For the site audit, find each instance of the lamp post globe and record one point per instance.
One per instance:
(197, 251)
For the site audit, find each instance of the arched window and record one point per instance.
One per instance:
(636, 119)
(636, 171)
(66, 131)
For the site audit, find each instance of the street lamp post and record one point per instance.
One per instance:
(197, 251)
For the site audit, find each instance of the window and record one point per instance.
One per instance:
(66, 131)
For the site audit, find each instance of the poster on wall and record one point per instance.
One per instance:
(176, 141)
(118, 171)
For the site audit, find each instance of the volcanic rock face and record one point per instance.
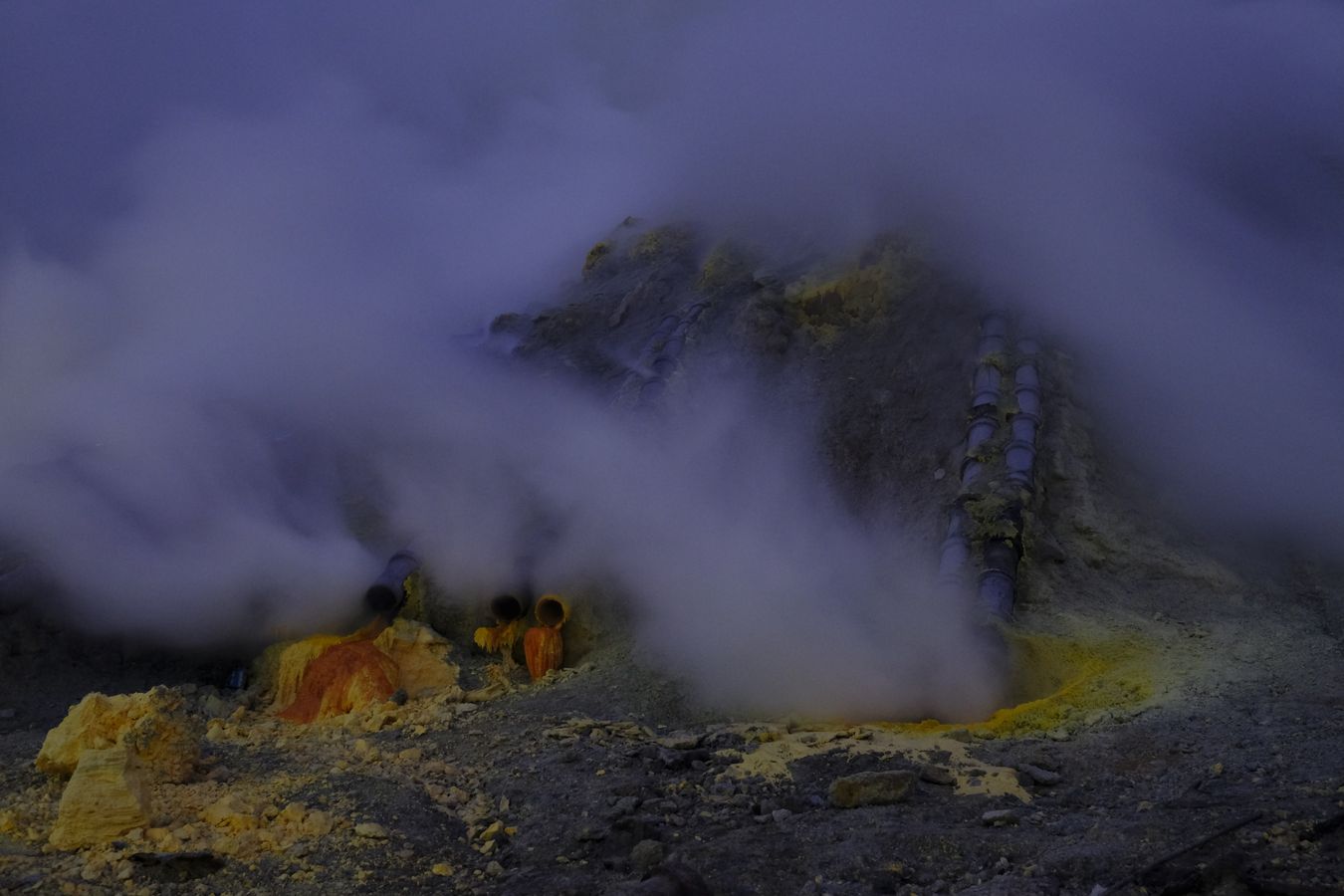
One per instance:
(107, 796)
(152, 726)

--

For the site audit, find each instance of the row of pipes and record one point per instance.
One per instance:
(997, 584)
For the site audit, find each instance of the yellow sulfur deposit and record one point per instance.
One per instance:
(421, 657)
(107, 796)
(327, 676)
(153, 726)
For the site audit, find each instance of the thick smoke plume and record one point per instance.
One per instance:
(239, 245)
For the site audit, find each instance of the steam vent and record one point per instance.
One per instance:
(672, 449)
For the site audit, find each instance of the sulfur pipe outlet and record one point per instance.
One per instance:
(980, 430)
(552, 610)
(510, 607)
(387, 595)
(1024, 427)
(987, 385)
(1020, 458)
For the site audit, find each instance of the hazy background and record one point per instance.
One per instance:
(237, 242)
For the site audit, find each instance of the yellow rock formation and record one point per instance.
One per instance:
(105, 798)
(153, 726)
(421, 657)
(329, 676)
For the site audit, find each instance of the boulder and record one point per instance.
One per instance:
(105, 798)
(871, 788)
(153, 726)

--

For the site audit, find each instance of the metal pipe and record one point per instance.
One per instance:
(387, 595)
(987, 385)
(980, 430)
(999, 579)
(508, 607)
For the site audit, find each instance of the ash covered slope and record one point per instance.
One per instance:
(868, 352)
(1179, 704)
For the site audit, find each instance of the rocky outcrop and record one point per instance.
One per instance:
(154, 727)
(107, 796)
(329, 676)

(Activity) Give the number of lines in the records where the word "yellow" occurs, and add nothing.

(Answer for this exercise) 2